Go BPA Free

Three Steps to a Healthier Diet

You’ve turned the page on 2013 and the holiday indulgence is over. You’ve packed on a few extra pounds and even the thought of any more turkey makes your stomach turn. You’ve written and re-written your new year’s resolutions – cut the carbs, get on a diet, get back into the gym, and maybe even get into the best shape of your life.

But there’s something else you can do to improve your health: Get rid of Bisphenol A, or BPA for short. BPA was originally used as a synthetic estrogen in the 1930s, but is now a key component in the production of polycarbonate plastics and epoxy resins. Health Canada and the FDA have both banned BPA from baby bottles and sippy cups. Environment Canada even listed it as a toxic chemical in 2010. BPA mimics estrogen and is considered an endocrine disruptor. It is associated with numerous adverse health conditions such as obesity, heart disease, cancer, diabetes, infertility, and even behavioural problems.

========================

Extend the BPA article with the next part, starting after its last sentence. The listing after this point comes from a separate source unrelated to the BPA article.

========================

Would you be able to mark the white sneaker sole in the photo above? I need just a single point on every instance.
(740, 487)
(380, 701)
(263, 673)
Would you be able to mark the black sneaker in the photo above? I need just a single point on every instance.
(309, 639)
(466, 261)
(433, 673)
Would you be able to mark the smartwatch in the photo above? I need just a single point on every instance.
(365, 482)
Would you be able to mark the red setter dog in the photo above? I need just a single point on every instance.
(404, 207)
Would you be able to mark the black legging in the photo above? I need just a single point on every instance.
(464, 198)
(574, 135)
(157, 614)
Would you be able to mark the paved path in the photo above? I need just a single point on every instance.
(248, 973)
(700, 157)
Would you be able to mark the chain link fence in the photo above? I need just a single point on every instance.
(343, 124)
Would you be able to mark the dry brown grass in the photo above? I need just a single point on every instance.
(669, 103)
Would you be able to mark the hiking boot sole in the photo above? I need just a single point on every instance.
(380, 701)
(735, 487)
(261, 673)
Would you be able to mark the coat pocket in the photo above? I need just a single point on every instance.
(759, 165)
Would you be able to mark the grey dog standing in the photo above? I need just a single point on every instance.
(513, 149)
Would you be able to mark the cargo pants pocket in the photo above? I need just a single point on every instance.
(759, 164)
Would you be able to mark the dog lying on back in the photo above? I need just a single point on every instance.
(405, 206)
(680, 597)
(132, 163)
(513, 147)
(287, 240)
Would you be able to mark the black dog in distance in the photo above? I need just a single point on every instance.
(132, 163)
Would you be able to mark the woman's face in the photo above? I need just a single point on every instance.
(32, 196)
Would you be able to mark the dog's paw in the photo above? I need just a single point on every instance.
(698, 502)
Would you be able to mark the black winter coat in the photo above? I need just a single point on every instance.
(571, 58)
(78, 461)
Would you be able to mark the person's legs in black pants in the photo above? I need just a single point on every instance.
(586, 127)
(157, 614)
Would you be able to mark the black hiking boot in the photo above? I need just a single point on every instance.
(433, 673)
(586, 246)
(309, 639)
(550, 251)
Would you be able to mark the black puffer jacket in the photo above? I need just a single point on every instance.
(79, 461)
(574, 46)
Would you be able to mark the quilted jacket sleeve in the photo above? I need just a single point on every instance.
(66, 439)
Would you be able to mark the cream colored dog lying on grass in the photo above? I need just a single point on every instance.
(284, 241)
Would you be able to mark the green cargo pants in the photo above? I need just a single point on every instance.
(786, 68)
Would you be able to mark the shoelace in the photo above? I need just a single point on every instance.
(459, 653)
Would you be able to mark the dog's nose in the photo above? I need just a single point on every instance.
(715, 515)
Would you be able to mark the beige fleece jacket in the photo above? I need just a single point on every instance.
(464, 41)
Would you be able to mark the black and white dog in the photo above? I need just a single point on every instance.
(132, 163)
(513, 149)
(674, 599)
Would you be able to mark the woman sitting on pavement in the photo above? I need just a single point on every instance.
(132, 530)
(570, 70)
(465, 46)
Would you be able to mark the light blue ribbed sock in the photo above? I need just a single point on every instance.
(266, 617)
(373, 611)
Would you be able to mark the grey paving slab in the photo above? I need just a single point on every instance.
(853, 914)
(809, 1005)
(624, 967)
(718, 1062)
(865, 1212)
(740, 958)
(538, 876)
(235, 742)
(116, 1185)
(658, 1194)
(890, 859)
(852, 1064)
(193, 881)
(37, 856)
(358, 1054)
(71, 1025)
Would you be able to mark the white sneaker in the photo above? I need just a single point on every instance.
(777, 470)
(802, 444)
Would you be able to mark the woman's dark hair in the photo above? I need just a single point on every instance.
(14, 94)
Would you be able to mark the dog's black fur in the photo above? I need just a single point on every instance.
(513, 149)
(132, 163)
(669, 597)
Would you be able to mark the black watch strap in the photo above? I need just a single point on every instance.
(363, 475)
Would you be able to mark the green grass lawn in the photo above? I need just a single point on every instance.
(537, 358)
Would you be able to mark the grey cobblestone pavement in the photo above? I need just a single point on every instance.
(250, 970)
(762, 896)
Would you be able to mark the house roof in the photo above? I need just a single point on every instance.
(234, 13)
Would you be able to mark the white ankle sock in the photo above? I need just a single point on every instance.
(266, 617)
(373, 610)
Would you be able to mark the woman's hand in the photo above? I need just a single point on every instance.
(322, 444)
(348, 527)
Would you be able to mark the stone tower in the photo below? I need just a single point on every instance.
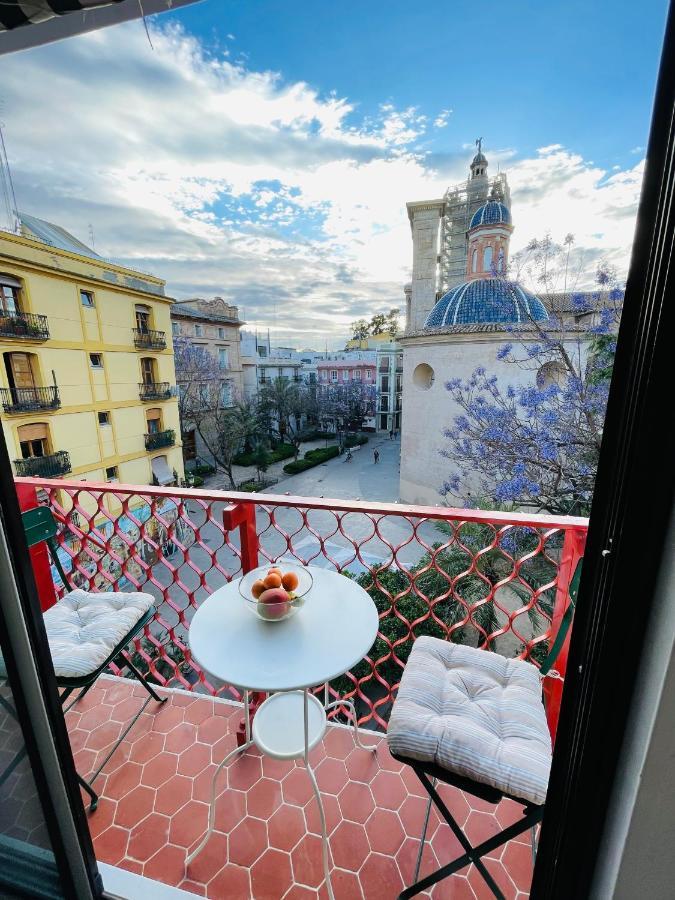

========================

Response area
So where’s the connection with your diet? Well, everywhere. About 95% of Canadians and 93% of Americans have detectable levels of BPA in their urine. Exposure is ubiquitous and BPA will hit you from every angle – food, water, plastic, dental fillings, receipts…the list goes on. For now, let’s cut the list short and zone in on minimizing BPA exposure from food, since you’ve committed to a healthier diet in 2014.

Plastic Utensils BPA is used in the production of polycarbonate plastics (the hard and clear type).  A 2011 study in Environmental Health Perspectives found estrogenic activity in all plastic products tested, including so-called BPA-free items! In fact, some of the BPA-free products exhibited even higher estrogenic activity. Important note – there are numerous synthetic chemicals that mimic estrogen. BPA is only one of them. So what to do? Use glass, aluminum, steel, ceramic and other non-plastic options; especially when it comes to cooking and storing food. 

Canned Food Stay away! A 2011 study in the Journal of the American Medical Association showed that consumption of one serving of canned soup daily over five days was associated with a more than 1,000% increase in urinary BPA! The reason being, a lot of manufacturers use BPA to line the insides of cans in order to protect the cans and also prevent microbial contamination. Unfortunately, BPA leaches into and contaminates the very same food it’s supposed to protect. Check for BPA-free alternatives, or better yet, go with raw fruits and vegetables.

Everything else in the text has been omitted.